Convert the entries from their beginning up to and including the line containing "box: [98, 0, 369, 124]" into a Markdown table with the columns Row and Line. Give each line its row number and omit any blank lines.

Supplied material:
□ □ □ □ □ □ □

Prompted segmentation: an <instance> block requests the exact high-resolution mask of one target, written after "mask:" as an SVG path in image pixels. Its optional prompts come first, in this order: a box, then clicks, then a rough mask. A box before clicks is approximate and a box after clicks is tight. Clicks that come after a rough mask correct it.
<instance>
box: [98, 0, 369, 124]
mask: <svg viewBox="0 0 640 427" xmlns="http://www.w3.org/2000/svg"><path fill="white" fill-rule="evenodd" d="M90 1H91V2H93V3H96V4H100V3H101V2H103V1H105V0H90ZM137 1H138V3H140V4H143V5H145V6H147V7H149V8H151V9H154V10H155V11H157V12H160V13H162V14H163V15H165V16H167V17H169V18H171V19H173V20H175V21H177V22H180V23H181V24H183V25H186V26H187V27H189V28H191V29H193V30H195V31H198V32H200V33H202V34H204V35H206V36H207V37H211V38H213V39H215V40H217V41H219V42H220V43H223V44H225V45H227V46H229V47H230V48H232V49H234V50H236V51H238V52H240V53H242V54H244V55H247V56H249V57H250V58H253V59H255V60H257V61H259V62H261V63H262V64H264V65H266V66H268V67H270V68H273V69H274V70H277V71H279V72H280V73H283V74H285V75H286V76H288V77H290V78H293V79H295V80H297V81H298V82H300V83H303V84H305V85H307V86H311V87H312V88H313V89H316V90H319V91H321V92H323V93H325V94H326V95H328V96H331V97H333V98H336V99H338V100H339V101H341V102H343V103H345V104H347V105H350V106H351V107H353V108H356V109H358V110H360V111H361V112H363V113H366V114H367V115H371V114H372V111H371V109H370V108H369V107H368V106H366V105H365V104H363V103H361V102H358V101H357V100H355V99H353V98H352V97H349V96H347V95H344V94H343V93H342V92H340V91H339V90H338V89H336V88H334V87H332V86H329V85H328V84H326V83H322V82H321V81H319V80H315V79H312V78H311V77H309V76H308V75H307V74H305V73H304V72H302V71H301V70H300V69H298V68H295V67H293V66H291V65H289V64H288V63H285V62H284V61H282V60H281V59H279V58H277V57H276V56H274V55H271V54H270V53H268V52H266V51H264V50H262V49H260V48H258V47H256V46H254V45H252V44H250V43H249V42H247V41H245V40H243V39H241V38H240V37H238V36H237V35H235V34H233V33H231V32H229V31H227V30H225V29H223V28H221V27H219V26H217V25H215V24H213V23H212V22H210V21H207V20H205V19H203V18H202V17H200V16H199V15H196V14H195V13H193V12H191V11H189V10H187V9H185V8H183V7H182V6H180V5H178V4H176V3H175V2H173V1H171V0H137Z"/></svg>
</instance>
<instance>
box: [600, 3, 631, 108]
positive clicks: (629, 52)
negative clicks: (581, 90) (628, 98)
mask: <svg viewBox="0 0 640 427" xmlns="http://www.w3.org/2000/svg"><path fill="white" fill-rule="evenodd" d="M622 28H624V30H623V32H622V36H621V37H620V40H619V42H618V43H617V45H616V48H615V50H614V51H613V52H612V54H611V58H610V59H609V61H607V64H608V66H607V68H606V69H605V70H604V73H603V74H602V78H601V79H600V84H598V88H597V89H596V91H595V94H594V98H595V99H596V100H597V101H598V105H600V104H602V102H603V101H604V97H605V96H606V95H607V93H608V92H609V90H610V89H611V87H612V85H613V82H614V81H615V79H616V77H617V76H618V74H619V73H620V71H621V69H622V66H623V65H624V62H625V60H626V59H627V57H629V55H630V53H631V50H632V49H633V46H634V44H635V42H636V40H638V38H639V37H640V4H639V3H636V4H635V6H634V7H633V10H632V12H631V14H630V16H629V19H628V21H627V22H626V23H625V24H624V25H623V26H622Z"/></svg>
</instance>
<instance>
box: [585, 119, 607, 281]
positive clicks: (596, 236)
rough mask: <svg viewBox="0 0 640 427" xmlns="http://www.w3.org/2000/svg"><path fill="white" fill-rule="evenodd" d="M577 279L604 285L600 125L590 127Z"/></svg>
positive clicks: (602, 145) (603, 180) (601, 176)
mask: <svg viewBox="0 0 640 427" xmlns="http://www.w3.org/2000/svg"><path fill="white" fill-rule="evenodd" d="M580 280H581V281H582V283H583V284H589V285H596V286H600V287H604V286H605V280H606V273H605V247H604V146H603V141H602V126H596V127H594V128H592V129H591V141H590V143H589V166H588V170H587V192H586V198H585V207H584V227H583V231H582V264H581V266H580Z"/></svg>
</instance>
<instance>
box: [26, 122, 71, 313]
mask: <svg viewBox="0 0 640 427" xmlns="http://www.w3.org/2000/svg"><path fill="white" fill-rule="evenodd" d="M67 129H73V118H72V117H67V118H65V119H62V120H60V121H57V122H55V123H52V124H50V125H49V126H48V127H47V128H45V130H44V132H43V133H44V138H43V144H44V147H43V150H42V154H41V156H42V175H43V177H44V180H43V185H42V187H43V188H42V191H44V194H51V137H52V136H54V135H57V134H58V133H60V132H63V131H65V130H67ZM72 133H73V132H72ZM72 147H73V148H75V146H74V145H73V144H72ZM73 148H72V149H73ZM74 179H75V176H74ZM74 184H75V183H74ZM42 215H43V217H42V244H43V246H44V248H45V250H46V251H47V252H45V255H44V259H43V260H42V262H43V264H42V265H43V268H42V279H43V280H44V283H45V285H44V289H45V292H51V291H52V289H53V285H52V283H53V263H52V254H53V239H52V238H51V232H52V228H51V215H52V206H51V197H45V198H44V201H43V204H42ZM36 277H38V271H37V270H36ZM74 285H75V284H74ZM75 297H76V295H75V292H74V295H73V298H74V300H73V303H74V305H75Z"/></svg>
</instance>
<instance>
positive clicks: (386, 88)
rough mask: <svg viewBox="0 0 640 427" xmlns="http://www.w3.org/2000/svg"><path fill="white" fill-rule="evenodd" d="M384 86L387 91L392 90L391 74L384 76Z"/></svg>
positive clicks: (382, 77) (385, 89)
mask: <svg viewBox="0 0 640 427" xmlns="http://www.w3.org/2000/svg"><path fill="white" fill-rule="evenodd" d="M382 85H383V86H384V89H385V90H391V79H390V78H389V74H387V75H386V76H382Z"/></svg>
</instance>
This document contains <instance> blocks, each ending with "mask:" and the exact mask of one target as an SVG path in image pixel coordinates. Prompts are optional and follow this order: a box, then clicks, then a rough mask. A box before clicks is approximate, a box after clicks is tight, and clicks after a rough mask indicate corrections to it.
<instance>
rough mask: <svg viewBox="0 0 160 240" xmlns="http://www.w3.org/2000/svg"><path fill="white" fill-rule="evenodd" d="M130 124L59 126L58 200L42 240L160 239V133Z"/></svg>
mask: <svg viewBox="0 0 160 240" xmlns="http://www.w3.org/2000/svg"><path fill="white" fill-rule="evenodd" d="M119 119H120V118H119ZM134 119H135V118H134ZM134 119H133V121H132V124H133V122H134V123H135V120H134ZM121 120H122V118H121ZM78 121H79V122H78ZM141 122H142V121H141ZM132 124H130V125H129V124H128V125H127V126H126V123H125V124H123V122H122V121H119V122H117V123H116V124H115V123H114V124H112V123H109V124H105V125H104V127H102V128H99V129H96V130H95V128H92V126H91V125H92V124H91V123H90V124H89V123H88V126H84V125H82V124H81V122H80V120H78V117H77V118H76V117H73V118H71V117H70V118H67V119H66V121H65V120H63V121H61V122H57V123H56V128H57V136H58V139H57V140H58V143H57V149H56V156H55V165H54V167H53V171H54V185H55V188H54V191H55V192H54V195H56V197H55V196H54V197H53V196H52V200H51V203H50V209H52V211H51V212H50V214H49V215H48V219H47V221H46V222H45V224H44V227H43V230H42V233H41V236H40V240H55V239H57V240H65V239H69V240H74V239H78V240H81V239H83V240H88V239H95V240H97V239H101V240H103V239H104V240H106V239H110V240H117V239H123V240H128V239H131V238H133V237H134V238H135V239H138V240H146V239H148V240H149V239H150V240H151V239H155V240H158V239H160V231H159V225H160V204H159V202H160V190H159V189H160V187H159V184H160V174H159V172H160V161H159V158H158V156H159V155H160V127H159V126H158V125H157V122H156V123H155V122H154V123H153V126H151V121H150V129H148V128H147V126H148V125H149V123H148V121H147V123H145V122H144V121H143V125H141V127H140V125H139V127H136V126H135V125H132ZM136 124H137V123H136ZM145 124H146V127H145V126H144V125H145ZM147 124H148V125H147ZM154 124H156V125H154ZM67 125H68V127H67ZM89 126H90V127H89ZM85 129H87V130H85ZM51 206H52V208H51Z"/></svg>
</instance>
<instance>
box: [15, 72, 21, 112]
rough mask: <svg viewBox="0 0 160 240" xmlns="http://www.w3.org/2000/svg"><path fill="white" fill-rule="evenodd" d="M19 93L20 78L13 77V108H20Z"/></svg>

□ □ □ □ □ □ □

Answer box:
| Row | Line |
|---|---|
| 1 | Prompted segmentation: an <instance> block requests the exact high-resolution mask of one target, written after "mask:" as an SVG path in image pixels. Its optional prompts come first, in this order: a box, then clicks, then a rough mask. A box before clicks is approximate and a box after clicks is tight. Clicks that come after a rough mask correct it. |
| 2 | <instance> |
| 3 | box: [98, 0, 369, 124] |